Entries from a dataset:
□ □ □ □ □

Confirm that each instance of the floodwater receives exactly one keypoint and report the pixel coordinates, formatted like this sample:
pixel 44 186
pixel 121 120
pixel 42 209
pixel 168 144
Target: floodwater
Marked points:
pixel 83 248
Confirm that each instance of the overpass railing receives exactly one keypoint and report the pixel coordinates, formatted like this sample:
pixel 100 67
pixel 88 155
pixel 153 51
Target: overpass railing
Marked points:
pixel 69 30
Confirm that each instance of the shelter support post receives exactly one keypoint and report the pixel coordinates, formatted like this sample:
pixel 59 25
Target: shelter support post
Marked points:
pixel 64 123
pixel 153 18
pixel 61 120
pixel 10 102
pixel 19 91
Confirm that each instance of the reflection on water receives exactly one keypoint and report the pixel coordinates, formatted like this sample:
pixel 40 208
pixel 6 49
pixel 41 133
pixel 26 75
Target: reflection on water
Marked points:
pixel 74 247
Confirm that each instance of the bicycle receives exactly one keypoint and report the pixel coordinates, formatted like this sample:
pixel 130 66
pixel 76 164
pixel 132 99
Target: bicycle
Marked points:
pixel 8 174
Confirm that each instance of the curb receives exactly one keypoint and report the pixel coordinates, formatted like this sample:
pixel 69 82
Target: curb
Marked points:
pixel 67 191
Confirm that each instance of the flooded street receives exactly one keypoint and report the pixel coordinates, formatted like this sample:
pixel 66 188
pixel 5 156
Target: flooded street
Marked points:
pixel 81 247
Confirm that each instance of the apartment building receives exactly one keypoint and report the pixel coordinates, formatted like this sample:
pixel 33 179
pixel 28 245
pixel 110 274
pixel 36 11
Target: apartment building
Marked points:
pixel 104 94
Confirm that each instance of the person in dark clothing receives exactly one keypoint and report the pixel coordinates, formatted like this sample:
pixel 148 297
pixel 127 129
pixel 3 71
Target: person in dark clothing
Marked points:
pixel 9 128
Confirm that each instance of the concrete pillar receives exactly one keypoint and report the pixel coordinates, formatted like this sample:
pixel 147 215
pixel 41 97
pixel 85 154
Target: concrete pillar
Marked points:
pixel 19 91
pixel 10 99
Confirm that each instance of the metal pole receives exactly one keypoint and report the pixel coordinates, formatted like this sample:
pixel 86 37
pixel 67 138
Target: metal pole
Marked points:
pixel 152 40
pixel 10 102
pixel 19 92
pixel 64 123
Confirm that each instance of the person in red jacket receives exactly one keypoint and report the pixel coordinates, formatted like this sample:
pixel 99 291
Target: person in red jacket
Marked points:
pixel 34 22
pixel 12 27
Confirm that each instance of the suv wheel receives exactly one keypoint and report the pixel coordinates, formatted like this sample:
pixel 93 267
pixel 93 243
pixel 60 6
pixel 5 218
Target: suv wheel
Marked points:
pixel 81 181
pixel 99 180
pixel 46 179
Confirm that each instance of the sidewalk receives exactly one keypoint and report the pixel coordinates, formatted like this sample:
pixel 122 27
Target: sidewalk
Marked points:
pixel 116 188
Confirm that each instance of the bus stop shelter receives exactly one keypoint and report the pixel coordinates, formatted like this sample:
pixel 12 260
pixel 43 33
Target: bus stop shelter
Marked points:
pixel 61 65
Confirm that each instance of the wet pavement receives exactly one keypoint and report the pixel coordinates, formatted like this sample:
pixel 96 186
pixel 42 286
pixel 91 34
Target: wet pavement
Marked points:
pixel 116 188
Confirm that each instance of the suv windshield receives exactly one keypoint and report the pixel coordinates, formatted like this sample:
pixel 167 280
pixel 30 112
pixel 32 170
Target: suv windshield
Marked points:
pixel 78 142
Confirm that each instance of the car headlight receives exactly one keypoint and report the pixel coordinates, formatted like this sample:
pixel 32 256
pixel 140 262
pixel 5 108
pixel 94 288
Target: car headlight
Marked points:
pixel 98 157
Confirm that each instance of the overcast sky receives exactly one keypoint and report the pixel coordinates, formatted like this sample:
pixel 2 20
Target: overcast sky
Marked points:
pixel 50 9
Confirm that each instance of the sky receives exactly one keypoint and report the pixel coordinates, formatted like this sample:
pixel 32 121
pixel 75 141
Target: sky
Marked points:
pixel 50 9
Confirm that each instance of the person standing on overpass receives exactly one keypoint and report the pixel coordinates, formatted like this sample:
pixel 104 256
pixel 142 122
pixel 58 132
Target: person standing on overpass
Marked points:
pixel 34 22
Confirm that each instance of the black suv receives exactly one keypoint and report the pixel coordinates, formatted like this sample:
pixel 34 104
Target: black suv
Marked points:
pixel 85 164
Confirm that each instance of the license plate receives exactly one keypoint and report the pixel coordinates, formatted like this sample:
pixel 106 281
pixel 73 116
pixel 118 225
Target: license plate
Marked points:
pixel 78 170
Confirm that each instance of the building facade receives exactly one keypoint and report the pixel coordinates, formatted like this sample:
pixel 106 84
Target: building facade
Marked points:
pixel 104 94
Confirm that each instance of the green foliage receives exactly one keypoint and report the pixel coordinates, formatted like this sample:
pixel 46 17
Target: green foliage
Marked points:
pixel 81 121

□ □ □ □ □

Problem details
Reproduce the rows from the beginning through the line that contains "pixel 69 30", requests included. Add 127 to every pixel coordinate in the marked points, and leave the sample coordinates in the requests as they are.

Solution below
Confirm that each instance of the floodwater receives exactly one keypoint and report the pixel coordinates, formatted like this sample:
pixel 44 186
pixel 121 120
pixel 42 209
pixel 168 144
Target: floodwater
Marked points:
pixel 210 375
Confirm that each instance of the overpass railing receives exactly one keypoint and report the pixel coordinates, formatted like this sample:
pixel 100 67
pixel 88 155
pixel 153 51
Target: overpass railing
Marked points:
pixel 196 157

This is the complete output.